--- Start Input for this task ---
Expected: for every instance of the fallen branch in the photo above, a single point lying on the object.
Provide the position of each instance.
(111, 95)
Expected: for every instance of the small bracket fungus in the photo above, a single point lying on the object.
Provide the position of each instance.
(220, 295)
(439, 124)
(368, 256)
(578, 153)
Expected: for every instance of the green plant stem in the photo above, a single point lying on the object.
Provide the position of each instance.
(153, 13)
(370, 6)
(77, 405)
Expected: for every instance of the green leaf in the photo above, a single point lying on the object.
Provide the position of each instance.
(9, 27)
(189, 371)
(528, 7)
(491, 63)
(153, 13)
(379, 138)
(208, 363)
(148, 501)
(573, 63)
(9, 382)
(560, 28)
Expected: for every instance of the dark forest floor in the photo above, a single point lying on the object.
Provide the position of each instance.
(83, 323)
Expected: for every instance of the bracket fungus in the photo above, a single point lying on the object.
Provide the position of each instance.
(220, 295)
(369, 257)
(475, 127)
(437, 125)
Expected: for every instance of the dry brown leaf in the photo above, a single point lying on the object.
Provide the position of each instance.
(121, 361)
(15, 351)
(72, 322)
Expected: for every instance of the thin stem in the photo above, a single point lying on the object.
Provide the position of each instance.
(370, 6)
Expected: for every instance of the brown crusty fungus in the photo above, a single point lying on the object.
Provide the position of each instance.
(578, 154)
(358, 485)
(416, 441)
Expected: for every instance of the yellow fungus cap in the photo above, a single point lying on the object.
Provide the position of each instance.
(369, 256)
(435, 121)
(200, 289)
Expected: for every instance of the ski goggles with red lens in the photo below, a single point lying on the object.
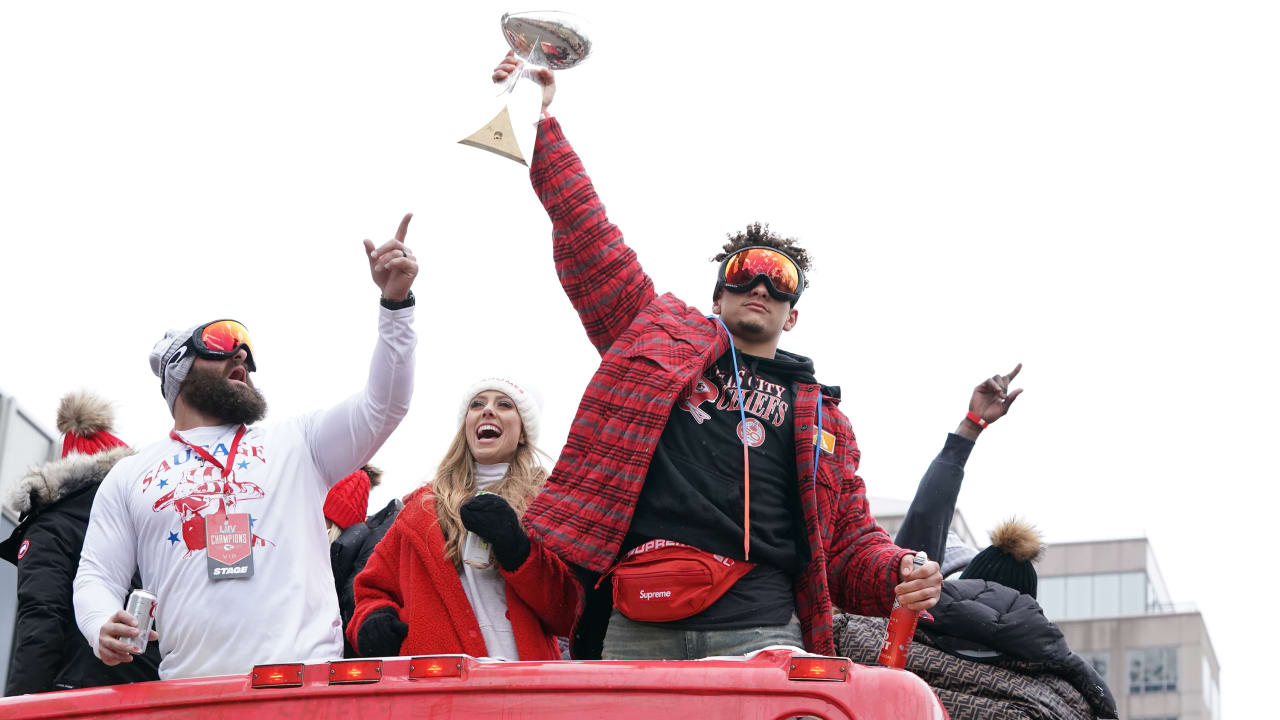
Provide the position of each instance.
(749, 265)
(222, 340)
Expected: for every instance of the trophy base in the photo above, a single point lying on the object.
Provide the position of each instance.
(497, 137)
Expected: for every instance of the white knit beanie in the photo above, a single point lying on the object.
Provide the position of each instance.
(170, 360)
(530, 410)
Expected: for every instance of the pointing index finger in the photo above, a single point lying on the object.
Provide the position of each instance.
(403, 228)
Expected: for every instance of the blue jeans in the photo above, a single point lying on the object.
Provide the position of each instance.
(627, 639)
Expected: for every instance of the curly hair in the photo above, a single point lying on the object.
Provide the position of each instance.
(758, 235)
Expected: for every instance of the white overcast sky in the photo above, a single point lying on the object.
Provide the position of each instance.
(1086, 187)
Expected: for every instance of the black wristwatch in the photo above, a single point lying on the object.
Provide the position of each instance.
(400, 304)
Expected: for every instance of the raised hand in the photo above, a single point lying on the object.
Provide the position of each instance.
(112, 650)
(543, 76)
(392, 265)
(991, 400)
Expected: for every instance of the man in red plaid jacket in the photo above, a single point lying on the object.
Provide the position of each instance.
(682, 409)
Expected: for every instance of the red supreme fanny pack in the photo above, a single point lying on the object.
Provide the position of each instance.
(663, 580)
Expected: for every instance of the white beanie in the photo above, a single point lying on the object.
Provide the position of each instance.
(530, 410)
(170, 360)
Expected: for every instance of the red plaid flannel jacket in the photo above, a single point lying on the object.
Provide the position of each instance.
(653, 350)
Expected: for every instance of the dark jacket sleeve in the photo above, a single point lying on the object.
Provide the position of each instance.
(45, 614)
(928, 519)
(355, 552)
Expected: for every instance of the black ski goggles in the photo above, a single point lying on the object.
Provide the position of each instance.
(749, 265)
(222, 340)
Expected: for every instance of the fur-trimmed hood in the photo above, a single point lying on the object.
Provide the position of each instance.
(51, 482)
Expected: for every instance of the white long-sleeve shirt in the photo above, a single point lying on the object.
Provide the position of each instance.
(485, 588)
(150, 509)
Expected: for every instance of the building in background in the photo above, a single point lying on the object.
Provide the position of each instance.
(1115, 610)
(1112, 605)
(23, 442)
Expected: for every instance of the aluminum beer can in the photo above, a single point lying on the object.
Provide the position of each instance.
(901, 628)
(142, 606)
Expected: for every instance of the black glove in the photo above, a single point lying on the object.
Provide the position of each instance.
(382, 633)
(489, 516)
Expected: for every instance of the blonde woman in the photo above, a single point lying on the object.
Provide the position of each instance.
(430, 589)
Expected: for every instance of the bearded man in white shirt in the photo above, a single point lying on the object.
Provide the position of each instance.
(223, 518)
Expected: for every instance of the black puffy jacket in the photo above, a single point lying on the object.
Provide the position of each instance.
(990, 623)
(49, 651)
(348, 555)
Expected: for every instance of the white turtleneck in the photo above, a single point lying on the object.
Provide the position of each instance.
(485, 588)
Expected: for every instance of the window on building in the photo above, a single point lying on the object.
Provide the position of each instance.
(1101, 661)
(1208, 687)
(1106, 595)
(1079, 596)
(1101, 595)
(1152, 670)
(1051, 593)
(1133, 593)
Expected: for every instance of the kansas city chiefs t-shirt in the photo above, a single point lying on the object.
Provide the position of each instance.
(694, 490)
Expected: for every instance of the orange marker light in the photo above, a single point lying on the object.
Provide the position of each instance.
(435, 666)
(818, 669)
(353, 671)
(287, 675)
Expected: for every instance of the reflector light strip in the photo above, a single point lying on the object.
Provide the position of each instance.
(435, 666)
(353, 671)
(831, 669)
(288, 675)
--- End Input for this task ---
§ Exercise objective
Express the rows starting at the line that contains "Expected: for every instance of the blue" and ending at the line that contains "(1086, 187)", both included, as a JSON list of strings with one string per line and blank lines left out.

§ Completed exercise
[
  "Expected: for every instance of the blue jeans in the photo above, a single point lying on the object.",
  "Provide the position of each instance.",
  "(627, 639)",
  "Expected: for every instance of the curly hair in the photo above, a single point lying on the object.",
  "Provide the position of each instance.",
  "(758, 235)",
  "Expected: for every instance of the white overcast sky in the photo above, a single point lying on the object.",
  "Provide the position of each instance.",
  "(1086, 187)"
]